Reproduce the entries in full, with no changes.

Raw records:
- - -

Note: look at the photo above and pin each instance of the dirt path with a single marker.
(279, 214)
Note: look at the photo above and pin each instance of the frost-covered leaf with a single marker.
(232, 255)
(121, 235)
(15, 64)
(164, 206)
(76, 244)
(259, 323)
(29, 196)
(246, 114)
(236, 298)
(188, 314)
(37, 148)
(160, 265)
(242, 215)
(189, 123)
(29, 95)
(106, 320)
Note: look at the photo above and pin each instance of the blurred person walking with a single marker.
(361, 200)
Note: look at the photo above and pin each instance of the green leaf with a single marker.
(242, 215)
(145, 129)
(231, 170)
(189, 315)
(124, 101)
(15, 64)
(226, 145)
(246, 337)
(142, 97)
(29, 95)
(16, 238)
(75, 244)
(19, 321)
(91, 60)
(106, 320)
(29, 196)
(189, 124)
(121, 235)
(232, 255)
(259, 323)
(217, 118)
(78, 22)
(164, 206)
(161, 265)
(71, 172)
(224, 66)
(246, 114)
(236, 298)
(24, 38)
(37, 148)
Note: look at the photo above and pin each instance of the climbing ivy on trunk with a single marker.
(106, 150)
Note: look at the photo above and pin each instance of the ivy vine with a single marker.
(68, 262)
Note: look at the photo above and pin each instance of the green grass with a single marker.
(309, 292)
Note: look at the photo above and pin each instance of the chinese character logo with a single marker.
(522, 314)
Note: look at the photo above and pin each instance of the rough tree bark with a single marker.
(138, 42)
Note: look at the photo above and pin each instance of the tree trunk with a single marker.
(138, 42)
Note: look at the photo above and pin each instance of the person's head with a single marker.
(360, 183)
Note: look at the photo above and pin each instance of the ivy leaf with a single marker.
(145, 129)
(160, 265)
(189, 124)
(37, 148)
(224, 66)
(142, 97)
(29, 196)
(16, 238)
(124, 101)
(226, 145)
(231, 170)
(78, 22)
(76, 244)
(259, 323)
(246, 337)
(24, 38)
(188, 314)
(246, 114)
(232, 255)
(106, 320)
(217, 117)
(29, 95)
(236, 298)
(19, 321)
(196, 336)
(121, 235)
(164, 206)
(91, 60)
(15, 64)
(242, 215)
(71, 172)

- - -

■ WRITTEN RESPONSE
Note: look at the photo above and pin each instance of the dirt path with a single marker.
(279, 214)
Note: look at the photo above and pin each instance of the frost-covered leaf with a single marker.
(232, 255)
(121, 235)
(15, 64)
(164, 206)
(76, 244)
(259, 323)
(29, 196)
(246, 114)
(236, 298)
(188, 314)
(37, 148)
(160, 265)
(242, 215)
(189, 123)
(29, 95)
(106, 320)
Note: look at the photo above and pin each instance of the blurred person walking with a single marker.
(361, 200)
Note: look at the photo above and pin each instance of the green leaf with a single marker.
(242, 215)
(145, 129)
(231, 170)
(189, 315)
(124, 101)
(15, 64)
(226, 145)
(246, 337)
(142, 97)
(29, 95)
(16, 238)
(75, 244)
(19, 321)
(91, 60)
(106, 320)
(29, 196)
(189, 124)
(121, 235)
(232, 255)
(259, 323)
(217, 118)
(78, 22)
(164, 206)
(161, 265)
(71, 172)
(224, 66)
(246, 114)
(236, 298)
(24, 38)
(37, 148)
Note: look at the photo above and pin each instance of the climbing ivy on trunk with a single marker.
(106, 150)
Note: look at the photo above and pin each instance of the ivy vine with a single marker.
(68, 262)
Note: look at the photo above and pin each instance of the green grass with a single marker.
(309, 292)
Note: look at the photo above and pin each instance of the chinese character logo with a single marker.
(522, 314)
Note: look at the photo above and pin each instance of the rough tree bark with a single marker.
(138, 42)
Note: look at the photo above and pin each instance of the tree trunk with a single marker.
(138, 42)
Note: look at the photo above and pin each instance of the person's head with a single marker.
(360, 183)
Note: look at the photo above and pin each instance of the ivy leaf with a single marker.
(145, 129)
(160, 265)
(189, 124)
(37, 148)
(224, 66)
(142, 97)
(29, 196)
(16, 238)
(124, 101)
(226, 145)
(231, 170)
(78, 22)
(76, 244)
(259, 323)
(246, 337)
(24, 38)
(188, 314)
(246, 114)
(232, 255)
(106, 320)
(217, 117)
(29, 95)
(236, 298)
(19, 321)
(196, 336)
(121, 235)
(164, 206)
(91, 60)
(15, 64)
(242, 215)
(71, 172)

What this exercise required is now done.